◆ GIVEN PROBLEM: Pull out every line in the records below that contains the string "parade". Treat the match as case-sensitive.

◆ RECORDS SHOWN:
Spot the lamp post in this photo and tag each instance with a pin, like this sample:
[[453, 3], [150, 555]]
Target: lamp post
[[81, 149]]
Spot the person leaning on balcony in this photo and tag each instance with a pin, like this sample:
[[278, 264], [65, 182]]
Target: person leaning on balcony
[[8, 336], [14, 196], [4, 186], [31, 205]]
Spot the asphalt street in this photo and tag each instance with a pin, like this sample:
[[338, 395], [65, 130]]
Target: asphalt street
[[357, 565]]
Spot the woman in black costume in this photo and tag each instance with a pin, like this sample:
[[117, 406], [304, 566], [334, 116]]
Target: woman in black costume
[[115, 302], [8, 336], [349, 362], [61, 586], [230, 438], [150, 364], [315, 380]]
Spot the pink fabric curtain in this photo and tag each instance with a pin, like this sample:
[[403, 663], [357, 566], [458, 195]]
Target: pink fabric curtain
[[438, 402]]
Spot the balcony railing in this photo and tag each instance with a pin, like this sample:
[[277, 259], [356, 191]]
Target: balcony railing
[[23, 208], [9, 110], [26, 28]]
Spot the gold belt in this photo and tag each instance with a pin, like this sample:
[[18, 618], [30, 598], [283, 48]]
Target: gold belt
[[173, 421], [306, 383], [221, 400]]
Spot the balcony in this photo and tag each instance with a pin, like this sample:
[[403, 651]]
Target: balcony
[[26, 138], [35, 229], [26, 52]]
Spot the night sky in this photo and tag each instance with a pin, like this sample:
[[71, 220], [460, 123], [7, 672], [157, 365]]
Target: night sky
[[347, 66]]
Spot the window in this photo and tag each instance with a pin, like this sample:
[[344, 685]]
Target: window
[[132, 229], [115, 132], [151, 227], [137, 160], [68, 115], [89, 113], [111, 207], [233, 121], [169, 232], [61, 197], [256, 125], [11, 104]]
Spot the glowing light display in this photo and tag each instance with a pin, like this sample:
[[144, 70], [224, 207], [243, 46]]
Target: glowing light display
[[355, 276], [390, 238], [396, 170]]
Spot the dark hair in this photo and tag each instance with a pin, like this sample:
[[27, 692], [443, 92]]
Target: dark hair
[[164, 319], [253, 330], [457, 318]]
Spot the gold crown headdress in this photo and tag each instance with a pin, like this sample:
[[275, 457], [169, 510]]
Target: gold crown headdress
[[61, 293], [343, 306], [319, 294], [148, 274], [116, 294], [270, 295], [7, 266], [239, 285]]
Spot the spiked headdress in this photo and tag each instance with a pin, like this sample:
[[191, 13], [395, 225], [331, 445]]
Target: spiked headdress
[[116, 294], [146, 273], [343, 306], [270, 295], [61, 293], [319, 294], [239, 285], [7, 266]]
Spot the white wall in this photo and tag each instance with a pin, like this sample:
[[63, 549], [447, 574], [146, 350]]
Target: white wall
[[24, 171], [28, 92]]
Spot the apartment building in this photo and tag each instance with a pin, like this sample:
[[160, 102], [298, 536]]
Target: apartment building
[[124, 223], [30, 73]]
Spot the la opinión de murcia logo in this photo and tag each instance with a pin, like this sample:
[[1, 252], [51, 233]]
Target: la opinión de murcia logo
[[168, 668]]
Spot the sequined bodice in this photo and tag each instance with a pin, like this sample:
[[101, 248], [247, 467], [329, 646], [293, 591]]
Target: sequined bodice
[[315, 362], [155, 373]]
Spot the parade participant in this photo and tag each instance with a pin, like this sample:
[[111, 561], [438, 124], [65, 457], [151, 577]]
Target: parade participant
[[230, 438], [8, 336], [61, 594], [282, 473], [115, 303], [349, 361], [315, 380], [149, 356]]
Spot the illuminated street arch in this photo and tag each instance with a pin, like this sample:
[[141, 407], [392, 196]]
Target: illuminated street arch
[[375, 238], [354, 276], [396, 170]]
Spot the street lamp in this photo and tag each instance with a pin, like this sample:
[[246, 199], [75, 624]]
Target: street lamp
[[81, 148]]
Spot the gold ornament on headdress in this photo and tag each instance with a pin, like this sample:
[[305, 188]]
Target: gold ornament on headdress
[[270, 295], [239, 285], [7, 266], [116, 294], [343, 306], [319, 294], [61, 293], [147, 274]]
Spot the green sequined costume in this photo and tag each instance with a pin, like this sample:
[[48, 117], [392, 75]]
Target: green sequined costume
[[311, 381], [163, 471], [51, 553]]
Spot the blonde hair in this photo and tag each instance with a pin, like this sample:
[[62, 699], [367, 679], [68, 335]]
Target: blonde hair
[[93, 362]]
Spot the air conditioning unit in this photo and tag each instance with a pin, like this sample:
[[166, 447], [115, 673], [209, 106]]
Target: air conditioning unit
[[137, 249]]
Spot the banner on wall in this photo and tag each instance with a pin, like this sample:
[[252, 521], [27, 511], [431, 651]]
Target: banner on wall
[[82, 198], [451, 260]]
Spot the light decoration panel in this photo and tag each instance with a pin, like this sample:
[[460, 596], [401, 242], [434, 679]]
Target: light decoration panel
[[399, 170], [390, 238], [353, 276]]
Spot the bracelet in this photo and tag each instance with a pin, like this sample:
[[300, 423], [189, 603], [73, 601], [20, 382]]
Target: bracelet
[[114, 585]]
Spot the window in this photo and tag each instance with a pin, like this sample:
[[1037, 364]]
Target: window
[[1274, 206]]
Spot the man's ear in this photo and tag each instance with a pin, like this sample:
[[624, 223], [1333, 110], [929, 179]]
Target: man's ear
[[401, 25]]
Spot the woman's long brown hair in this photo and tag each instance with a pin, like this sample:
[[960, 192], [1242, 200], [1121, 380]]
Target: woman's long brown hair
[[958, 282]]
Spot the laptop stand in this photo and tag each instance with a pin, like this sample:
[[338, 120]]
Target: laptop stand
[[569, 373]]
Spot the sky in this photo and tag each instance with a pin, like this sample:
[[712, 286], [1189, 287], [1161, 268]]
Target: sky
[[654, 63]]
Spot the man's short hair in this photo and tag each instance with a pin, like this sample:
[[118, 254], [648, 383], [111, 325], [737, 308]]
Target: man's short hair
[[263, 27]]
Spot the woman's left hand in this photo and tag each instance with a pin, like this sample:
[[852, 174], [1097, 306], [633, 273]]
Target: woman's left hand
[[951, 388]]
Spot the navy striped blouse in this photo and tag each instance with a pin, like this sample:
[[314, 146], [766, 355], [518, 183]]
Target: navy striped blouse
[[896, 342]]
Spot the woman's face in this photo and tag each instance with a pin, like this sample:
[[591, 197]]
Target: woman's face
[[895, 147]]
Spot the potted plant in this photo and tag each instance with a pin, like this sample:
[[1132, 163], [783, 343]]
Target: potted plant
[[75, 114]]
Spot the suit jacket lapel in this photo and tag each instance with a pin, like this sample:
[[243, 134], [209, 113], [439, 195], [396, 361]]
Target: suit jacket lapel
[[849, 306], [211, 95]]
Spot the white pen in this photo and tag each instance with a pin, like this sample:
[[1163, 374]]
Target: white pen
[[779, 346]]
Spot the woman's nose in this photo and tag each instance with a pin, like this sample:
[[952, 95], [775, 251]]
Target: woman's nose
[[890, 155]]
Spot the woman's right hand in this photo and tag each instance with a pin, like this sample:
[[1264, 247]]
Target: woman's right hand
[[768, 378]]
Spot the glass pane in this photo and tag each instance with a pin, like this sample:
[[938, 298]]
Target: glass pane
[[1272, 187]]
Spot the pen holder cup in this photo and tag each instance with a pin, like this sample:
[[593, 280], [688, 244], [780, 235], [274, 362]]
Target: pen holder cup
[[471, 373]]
* * *
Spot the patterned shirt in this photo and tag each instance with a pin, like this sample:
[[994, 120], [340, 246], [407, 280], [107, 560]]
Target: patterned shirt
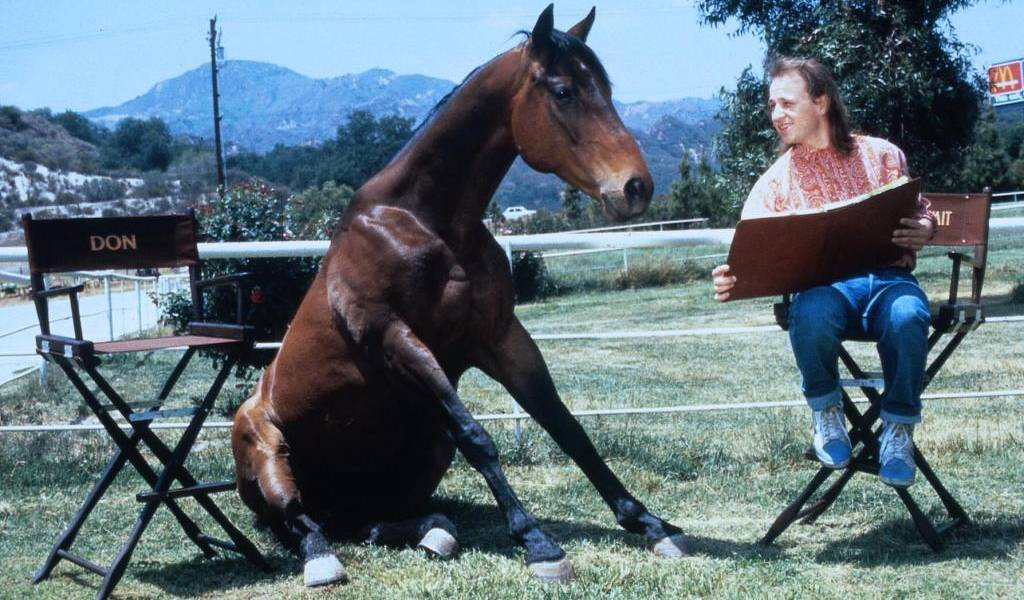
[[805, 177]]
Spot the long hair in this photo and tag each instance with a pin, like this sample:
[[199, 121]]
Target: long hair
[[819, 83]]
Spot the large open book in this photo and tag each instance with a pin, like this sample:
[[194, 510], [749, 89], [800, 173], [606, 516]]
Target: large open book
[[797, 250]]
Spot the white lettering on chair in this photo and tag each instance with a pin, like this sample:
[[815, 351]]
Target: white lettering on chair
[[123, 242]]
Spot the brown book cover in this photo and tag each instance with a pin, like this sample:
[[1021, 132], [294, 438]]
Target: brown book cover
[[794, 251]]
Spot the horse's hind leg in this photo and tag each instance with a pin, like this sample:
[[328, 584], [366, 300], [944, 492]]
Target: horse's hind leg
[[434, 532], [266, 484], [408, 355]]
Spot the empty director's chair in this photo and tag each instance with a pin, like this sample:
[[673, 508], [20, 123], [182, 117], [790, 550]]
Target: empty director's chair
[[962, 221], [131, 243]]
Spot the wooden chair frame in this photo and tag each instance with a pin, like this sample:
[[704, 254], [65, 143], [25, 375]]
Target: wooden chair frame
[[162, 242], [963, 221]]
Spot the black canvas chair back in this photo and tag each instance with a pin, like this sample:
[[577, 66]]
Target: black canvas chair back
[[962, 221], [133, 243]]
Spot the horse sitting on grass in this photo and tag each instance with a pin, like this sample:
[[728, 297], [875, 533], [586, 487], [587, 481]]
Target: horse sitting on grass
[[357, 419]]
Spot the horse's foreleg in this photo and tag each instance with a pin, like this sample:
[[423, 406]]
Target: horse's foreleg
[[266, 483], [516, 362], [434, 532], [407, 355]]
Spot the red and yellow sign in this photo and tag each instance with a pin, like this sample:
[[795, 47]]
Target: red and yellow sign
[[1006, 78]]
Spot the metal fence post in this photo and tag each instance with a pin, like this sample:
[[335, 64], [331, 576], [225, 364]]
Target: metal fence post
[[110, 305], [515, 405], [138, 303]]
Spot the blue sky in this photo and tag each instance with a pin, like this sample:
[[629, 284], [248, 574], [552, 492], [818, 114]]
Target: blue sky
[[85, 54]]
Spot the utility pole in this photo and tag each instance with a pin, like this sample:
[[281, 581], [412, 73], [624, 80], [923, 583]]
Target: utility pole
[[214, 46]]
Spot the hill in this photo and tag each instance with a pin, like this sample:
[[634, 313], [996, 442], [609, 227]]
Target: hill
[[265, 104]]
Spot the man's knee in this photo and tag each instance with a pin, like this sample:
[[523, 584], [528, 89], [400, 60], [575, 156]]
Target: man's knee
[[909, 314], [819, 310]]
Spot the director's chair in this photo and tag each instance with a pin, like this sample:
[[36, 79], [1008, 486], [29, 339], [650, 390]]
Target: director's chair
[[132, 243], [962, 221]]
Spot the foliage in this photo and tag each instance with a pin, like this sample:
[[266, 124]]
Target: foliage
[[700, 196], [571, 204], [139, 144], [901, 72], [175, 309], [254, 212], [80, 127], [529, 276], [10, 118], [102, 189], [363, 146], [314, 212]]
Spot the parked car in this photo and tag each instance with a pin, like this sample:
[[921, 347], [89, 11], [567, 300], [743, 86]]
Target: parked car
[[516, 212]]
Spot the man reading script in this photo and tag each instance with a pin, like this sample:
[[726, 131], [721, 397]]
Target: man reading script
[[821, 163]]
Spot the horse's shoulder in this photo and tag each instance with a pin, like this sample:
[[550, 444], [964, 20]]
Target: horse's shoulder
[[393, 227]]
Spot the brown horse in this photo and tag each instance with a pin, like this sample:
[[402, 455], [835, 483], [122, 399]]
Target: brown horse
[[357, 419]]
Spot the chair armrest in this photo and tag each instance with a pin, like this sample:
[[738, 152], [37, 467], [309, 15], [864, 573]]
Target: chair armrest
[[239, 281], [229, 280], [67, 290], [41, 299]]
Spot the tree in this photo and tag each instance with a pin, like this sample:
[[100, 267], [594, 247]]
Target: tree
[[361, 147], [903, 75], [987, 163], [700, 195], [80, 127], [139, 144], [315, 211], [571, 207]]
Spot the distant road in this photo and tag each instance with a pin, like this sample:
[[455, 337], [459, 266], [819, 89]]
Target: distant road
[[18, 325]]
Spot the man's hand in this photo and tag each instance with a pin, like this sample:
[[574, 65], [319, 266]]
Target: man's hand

◆ WORKED SOLUTION:
Spot the parade participant in this photo and tag each instance with a pin, like this sample:
Target: parade participant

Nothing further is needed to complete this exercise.